Records contained in a dataset
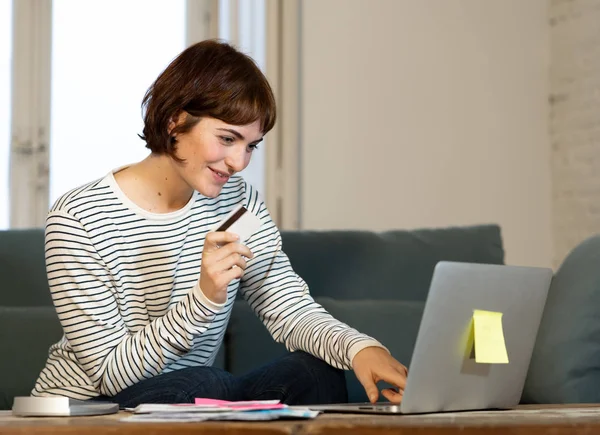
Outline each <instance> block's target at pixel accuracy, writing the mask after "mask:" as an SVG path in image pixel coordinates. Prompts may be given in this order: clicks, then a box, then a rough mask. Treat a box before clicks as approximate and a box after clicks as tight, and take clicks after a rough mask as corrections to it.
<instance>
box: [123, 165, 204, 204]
mask: <svg viewBox="0 0 600 435" xmlns="http://www.w3.org/2000/svg"><path fill="white" fill-rule="evenodd" d="M176 164H177V163H176V162H175V161H173V160H172V159H171V158H170V157H169V156H167V155H155V154H150V155H149V156H148V157H146V158H145V159H144V160H142V161H141V162H139V163H136V164H134V165H132V166H130V167H128V168H127V169H125V170H124V171H121V172H119V173H117V174H115V179H116V180H117V183H118V184H119V187H121V189H122V190H123V192H124V193H125V194H126V195H127V196H128V197H129V199H131V200H132V201H133V202H135V203H136V204H137V205H139V206H140V207H142V208H143V209H145V210H148V211H151V212H154V213H169V212H172V211H176V210H179V209H181V208H182V207H184V206H185V205H186V204H187V203H188V201H189V200H190V198H191V196H192V194H193V193H194V192H193V189H192V188H191V187H190V186H189V185H188V184H187V183H186V182H185V181H184V180H183V179H182V178H181V177H180V176H179V174H178V173H177V171H176V170H175V168H174V165H176Z"/></svg>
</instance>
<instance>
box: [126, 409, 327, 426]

* **Task**
Scan the lines above for the word "instance", then copy each line that has it.

* **Finished exercise**
Outline each <instance> block's target at pixel accuracy, writing the mask after "mask:" as an SVG path in image pixel coordinates. Prompts may be given in this order: clicks, then a box, then a rough mask. Treat a box before clicks as approximate and a box after clicks as tight, and take clicks after a rough mask as corrections to it.
<instance>
</instance>
<instance>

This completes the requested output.